▸ Given records
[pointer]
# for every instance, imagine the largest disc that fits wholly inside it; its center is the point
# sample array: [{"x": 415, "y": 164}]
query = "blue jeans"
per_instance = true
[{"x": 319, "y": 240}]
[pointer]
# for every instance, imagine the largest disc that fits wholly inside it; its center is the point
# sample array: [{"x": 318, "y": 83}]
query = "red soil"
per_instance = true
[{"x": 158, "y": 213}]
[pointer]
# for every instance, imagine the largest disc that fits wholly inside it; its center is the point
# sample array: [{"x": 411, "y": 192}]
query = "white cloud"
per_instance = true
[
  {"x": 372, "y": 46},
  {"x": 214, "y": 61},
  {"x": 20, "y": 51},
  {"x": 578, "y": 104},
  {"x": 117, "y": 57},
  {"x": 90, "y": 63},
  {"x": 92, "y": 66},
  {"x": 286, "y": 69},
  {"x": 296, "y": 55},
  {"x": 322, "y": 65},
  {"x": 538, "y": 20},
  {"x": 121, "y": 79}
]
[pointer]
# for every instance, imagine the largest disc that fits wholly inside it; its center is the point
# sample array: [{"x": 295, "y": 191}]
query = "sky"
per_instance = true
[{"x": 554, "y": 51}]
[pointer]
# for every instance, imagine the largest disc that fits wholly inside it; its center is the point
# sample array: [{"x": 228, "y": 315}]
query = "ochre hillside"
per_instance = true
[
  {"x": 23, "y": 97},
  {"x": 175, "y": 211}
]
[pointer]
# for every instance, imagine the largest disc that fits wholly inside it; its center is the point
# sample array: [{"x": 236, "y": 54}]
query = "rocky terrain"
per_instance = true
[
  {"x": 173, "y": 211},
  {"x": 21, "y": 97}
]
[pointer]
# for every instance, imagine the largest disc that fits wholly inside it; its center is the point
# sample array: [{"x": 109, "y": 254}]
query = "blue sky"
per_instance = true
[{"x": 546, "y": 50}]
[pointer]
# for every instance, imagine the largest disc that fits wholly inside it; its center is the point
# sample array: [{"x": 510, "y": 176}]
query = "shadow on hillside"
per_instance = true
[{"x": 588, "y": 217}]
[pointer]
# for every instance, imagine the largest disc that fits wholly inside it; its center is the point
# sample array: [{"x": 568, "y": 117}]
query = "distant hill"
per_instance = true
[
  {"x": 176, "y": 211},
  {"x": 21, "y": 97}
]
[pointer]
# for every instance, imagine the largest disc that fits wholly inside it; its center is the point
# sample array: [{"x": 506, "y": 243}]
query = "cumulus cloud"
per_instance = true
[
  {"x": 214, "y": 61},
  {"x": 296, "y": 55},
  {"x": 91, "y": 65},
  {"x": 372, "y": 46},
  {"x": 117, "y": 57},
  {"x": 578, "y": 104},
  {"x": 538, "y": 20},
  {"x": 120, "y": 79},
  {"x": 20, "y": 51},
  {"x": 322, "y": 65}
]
* * *
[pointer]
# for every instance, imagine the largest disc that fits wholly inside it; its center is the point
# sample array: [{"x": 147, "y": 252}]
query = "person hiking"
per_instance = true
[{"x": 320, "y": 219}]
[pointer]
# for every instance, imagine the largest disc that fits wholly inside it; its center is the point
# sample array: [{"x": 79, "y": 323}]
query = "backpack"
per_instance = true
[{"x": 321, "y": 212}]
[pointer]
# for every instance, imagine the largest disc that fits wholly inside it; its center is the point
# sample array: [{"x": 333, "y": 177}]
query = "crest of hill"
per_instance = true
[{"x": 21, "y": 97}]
==
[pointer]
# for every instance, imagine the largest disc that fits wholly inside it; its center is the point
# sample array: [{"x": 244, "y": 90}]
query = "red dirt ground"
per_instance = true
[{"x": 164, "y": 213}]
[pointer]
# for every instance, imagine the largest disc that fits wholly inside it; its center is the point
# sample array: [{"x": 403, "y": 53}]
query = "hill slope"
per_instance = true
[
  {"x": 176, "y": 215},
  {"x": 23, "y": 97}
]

▸ Task description
Pull out each line of the material above that contains the word "hillside", and copy those lines unchanged.

▸ Result for this exercise
query = "ochre hillside"
query = "shadow on hillside"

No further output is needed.